Supplied text —
Because of these trends, publishers must establish and maintain competitive levels of usefulness and usability in their content products. The Web is a continually evolving infrastructure that compels publishers to adopt a continuous product improvement approach to product features and functionality. It is no longer enough to sell based on the quality of the raw content; today, the usefulness of the content application is an essential ingredient in the success or failure of an information product.

New Standards of Usefulness

The new imperative for content providers is to create products that contain not only content, but allow customers to find, access, combine, and integrate content in more productive ways than ever.


First, the sheer volume of information available has made it more and more difficult for users to find precisely what they need. This is doubly true in the world of professional content, where greater accuracy and precision are demanded. Semantic metadata enables exponentially more accurate and powerful retrieval, simultaneously guaranteeing an accurate (no extraneous inclusions) and comprehensive (no relevant exclusions) outcome. Further, this volume creates far greater occurrences of ambiguous information matching and retrieval. More content means more authors using varying terms, abbreviations, and even jargon to describe the same concepts, defeating full-text search operations. A semantic infrastructure (including robust thesaurus functionality) is required to overcome the variations in conceptual description across content sets from multiple creators. Customers have rapidly become more discerning about variations in search quality, and now consider this capability a fundamental quality characteristic in any web-based information product.


While efficient and accurate retrieval of information remains key to usefulness, a newer phenomenon is the integration of information directly into workflows, job tools, and operational systems. These integrations can be as simple as multi-source “dashboards” (e.g., a Bloomberg terminal) or as sophisticated as real-time, patient-specific decision support content dynamically delivered into an electronic health record. Whether a publisher chooses to create these advanced tools, or simply supplies content to partners who do so, the integration process is dependent upon content that has been semantically enriched. The systems connected to a publisher’s database must be able to discern which content is precisely appropriate for increasingly specific queries, and it must do so automatically and in real time. Publishers who cannot supply information usable to this standard will not be able to participate in this ongoing wave of integration.

Business Tools

In addition to user-facing applications that improve end-user value, semantically enhanced content also drives a series of business capabilities that allow publishers and other content providers to maintain sales and marketing effectiveness in the web-based marketplace.

Enriching your core asset—your content—with valuable semantic metadata allows you to retain the benefits of your investment for the long term.

There is a new set of challenges that confronts publishers moving onto the Web, and a new set of capabilities that emerges for those who equip themselves with the appropriate infrastructure. Semantically enhanced content is essential for each of these issues and opportunities:

Enhancing Your Core Asset

Enriching your core asset—your content—with valuable semantic metadata allows you to retain the benefits of your investment for the long term. Semantic metadata is “lightweight” and portable, and enables functionality regardless of your other technology platforms. Trying to create the benefits and solutions with complex search algorithms and other “post-content” technology solutions tends to be more expensive, less effective, and not transferable between different products. Semantic tagging is a one-time investment in content origination that creates many varied benefits over the long term. It puts you as a publisher at the center of your direct domain of expertise—your topics and users—rather than forcing you to become a world-class software developer to drive opportunities.

Descriptions of regions in natural language:

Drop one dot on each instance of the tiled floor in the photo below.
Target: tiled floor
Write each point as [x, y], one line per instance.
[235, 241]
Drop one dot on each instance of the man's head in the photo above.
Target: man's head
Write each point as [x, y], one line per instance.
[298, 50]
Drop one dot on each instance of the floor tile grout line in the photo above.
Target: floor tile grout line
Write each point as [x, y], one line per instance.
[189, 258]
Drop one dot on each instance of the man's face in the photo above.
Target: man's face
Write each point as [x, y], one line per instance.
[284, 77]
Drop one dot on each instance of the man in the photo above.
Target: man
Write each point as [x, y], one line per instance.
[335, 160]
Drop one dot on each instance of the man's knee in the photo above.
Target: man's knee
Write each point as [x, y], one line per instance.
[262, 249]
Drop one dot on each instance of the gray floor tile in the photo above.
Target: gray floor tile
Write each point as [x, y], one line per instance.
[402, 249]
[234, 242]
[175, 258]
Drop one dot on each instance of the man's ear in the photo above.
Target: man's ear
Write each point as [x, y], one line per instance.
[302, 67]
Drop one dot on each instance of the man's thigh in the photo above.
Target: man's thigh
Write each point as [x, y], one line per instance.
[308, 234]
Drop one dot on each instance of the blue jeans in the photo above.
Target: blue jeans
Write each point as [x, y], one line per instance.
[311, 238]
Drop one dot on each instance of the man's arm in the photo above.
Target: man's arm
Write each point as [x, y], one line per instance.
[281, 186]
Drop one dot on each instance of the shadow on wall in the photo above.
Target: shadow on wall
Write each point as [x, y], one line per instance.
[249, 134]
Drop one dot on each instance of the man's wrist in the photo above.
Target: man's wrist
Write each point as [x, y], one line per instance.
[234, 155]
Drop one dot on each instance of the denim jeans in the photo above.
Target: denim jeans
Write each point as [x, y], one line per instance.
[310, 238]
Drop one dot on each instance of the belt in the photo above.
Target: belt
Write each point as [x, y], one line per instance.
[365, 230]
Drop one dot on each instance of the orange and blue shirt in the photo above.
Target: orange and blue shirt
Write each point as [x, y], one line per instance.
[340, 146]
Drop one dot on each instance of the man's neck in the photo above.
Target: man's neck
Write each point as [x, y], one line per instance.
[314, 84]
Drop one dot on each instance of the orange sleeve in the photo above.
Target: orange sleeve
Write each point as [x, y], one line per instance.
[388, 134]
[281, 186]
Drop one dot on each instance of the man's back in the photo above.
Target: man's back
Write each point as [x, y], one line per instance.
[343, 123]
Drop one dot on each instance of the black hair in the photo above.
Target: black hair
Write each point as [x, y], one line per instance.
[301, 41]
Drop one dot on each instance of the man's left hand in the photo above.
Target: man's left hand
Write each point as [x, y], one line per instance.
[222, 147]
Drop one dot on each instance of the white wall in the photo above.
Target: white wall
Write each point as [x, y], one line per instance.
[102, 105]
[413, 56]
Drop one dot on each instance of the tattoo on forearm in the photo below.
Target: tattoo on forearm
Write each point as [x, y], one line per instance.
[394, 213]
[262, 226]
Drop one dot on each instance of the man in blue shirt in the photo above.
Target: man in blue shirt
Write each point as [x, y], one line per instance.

Actions to take —
[a] In the text about semantic metadata, what is given as an example of a simple multi-source "dashboard"?
[b] From the text about semantic metadata, write out the part that opens with the words containing "In addition to" and closes with "the web-based marketplace.".

Activity answers —
[a] A Bloomberg terminal.

[b]
In addition to user-facing applications that improve end-user value, semantically enhanced content also drives a series of business capabilities that allow publishers and other content providers to maintain sales and marketing effectiveness in the web-based marketplace.